▶ _SET TASK 1_
Answer these from the forum thread below:
(a) How many writes per second does the poster expect?
(b) Which server version has the poster installed?
(c) What error appears when the poster tries to set the revs_limit?

Newbie rambling and revs_limit question
I'm researching options for storing data arriving like so
fred, apple, 2011/09/04,13:00
fred, kiwi, 2011/09/04 13:00
fred, apple, 2011/09/04 13:01
bob, apple, 2011/09/04 13:02
bob, orange, 2011/09/04 13:03
sue, plum, 2011/09/04 13:04
Basically it's source, target, timestamp. queries to this data would be:
1) who are the sources? (fred,bob,sue)
2) What has fred targeted (apple=2, kiwi=1)
3) Who asked for apples ( fred,bob)
Ideally I'd like to store every data instance including the unique timestamp, but the sheer volume seems to make that unrealistic for my resources. Initial testing seems to suggest that each document I store consumes 64KB of space (?). Each revision, even for a trivial amount of data, seems to cost 4Kb. Fortunately, most of what I want to mine can be done using aggregate data- recording fred->apple happened twice and the last time it happened is pretty much ok.
The volume is 5000 per second writes, predicted 50 million unique relationships (fred->apple, fred->kiwi). I'm still trying to decide whether I need a traditional RDBMS or a NoSQL solution, but with a nosql approach and couch the write volume is what makes me think couch + caching could be what I need.
I've got Couchbase Server 2.0 PR2 installed and I'm just getting started with trying to see whether this is going to be a good fit.
I was planning to use something like:
"id" : "fred-apple",
"count" : 1,
… and then set _revs_limit to 1. I would write an update handler that basically did the following
1) check to see "fred-apple" document exists, if not create one and set count 1.
2) if it did exist, update the existing item and increment counter
Each stored relationships should never consume more than 64KB since only 1 revision exists?
My question as it pertains to this actual forum: I am getting "error unknown not_implemented" when trying to set the revs_limit. Is that because the API isn't complete? Or should this work?
On a mostly unrelated note, am I am going to be able to build views that use data in the ID field and the server timestamp for the stored documents?
Any thoughts greatly appreciated.

▶ _SET TASK 2_
Please copy the rows below exactly, starting with the line that contains "of the purple" and going on through the end of the rows.

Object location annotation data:
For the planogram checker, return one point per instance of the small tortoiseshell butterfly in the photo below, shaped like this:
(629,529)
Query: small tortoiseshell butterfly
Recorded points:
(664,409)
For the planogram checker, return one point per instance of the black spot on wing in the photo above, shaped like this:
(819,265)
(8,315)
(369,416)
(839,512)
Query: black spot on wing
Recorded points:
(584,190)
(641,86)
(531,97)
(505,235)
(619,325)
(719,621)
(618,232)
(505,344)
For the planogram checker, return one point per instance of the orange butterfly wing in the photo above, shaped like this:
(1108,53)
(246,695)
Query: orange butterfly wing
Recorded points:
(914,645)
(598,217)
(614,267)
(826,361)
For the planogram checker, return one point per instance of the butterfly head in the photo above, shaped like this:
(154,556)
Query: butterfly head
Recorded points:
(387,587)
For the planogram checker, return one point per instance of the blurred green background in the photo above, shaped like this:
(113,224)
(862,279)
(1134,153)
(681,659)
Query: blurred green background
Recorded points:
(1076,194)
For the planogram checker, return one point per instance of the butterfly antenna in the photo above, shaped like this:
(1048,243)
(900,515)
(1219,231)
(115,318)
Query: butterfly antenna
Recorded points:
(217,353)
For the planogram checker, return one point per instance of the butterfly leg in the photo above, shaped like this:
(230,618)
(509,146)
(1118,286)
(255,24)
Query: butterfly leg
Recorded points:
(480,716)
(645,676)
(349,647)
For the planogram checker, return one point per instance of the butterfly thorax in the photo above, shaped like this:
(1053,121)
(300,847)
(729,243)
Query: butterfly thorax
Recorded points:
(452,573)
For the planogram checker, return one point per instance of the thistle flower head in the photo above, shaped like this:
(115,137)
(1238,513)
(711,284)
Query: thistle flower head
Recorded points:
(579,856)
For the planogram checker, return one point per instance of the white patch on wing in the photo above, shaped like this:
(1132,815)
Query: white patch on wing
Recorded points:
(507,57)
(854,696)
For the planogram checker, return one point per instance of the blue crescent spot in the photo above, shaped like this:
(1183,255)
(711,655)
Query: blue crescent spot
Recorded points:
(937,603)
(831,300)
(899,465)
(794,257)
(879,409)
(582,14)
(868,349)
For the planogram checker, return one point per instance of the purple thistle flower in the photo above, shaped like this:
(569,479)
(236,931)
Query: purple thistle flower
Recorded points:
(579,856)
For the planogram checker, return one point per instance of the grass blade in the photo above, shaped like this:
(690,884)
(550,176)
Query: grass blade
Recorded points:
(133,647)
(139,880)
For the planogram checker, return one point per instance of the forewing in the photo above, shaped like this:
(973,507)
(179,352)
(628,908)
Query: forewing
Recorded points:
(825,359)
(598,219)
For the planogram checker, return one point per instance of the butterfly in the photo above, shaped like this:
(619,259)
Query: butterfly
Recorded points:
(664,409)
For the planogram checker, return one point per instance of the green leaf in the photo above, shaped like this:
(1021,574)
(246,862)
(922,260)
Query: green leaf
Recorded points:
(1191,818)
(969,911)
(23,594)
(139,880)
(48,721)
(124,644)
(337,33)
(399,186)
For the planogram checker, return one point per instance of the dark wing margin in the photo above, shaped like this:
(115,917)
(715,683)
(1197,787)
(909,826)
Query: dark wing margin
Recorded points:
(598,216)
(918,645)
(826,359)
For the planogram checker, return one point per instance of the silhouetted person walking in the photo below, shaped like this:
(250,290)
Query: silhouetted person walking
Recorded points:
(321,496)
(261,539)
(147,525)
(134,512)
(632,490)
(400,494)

▶ _RIGHT ANSWER 1_
(a) 5000 writes per second
(b) Couchbase Server 2.0 PR2
(c) "error unknown not_implemented"

▶ _RIGHT ANSWER 2_
For the planogram checker, return one point per instance of the purple thistle flower in the photo above, shaped like this:
(569,479)
(236,931)
Query: purple thistle flower
Recorded points:
(579,856)
For the planogram checker, return one point per instance of the grass blade in the photo above, shaped like this:
(690,884)
(550,176)
Query: grass blade
Recorded points:
(133,647)
(139,880)
For the planogram checker, return one point per instance of the forewing in the photo above, shaped like this:
(973,507)
(179,352)
(628,908)
Query: forewing
Recorded points:
(825,359)
(598,219)
For the planogram checker, return one point per instance of the butterfly in the photo above, shaped like this:
(619,259)
Query: butterfly
Recorded points:
(664,409)
For the planogram checker, return one point per instance of the green leaf in the photo above, shaped like this:
(1021,574)
(246,862)
(922,260)
Query: green leaf
Recorded points:
(1191,818)
(969,911)
(23,594)
(139,880)
(48,721)
(124,644)
(337,33)
(399,186)
For the planogram checker, return one point per instance of the dark wing margin in the photo above, shaped like this:
(115,917)
(715,683)
(1197,787)
(909,826)
Query: dark wing margin
Recorded points:
(598,216)
(918,645)
(826,359)
For the planogram checker, return one point per instance of the silhouetted person walking in the photo below, shaped like this:
(250,290)
Query: silhouetted person walking
Recorded points:
(321,496)
(261,539)
(147,525)
(134,512)
(632,490)
(400,494)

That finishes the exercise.